GAROTOS DE PROGRAMA
Gus Van Sant, My Own Private Idaho, EUA, 1992

A sensação de dia, de ser atravessado por uma unidade de tempo que condensa experiências (de forma a ser talvez a mais concreta medida desta percepção abstrata), colore a obra de Gus Van Sant de uma forma intensa. Não como dado que organiza a narrativa (datas e passagens de tempo que situam a história – humoristicamente satirizadas por Buñuel em Um Cão Andaluz), mas como atmosfera que embala atividades e sentimentos.

Have a nice day. A epígrafe de Garotos de Programa é também o mote que ecoa no perambular de Scott e Mike, repleto de vivências efêmeras e esparsas; de inesperados encontros e rumos imprevisíveis. E a trajetória destes personagens – ou o que conhecemos dela – é, para Van Sant, uma questão de estudo de atmosfera. Atmosfera do submundo de Portland; das estradas de Idaho; da memória; de uma amizade. Nesta “meteorologia”, a observação do céu, das paisagens, das mudanças de clima, torna-se questão cinematográfica. O sol, o vento, as nuvens, as tempestades, os relâmpagos, são manifestações em sintonia com as variações humanas, que o cinema pode melhor compreender quanto mais afinado estiver com este etéreo captado pela câmera.

Assim como o balançar das folhas das árvores nos filmes dos irmãos Lumière prenunciava a potência silenciosa da arte que nascia, as nuvens em movimento de Gus Van Sant estabelecem uma conexão secreta entre homem e natureza, que seus filmes testemunham sem alarde. Em Elefante, a tempestade que se anuncia no avançar imponente de nuvens carregadas sugere que o tempo está para mudar, que algo pesado irá impregnar o dia; em Garotos de Programa, as camadas de nuvens correm, como as imagens tremidas dos sonhos em Super-8 de Mike, selando a ligação íntima da paisagem com o interior do personagem. Estes planos fugidios, do tempo esvanecente e das memórias imprecisas, trazem para o filme a dimensão narcoléptica (e lacunar) de sua vida. O desenrolar elíptico da narrativa é o de um road-movie sonolento, em que a “collage” de diferentes registros e situações faz a disparidade das experiências ceder lugar a um único fluxo contínuo, permeado de pequenas confidências.

Dados de origem:
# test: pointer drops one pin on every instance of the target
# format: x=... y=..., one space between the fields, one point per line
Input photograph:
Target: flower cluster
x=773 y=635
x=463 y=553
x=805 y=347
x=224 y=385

> [TAREFA PROPOSTA 1]
Reescreva o texto sobre Garotos de Programa de “A sensação de” até “atividades e sentimentos.”, inclusive, trocando “intensa” por “marcante”.
> [TAREFA PROPOSTA 2]
Responda com base no texto sobre Garotos de Programa:
(a) Em que país e em que ano o filme foi lançado?
(b) Como se chamam os dois personagens cujo perambular é descrito?
(c) Em que outro filme de Gus Van Sant o avanço de nuvens carregadas anuncia uma tempestade?

> [RESPOSTA COMPLETA 1]
A sensação de dia, de ser atravessado por uma unidade de tempo que condensa experiências (de forma a ser talvez a mais concreta medida desta percepção abstrata), colore a obra de Gus Van Sant de uma forma marcante. Não como dado que organiza a narrativa (datas e passagens de tempo que situam a história – humoristicamente satirizadas por Buñuel em Um Cão Andaluz), mas como atmosfera que embala atividades e sentimentos.

> [RESPOSTA COMPLETA 2]
(a) EUA, 1992.
(b) Scott e Mike.
(c) Elefante.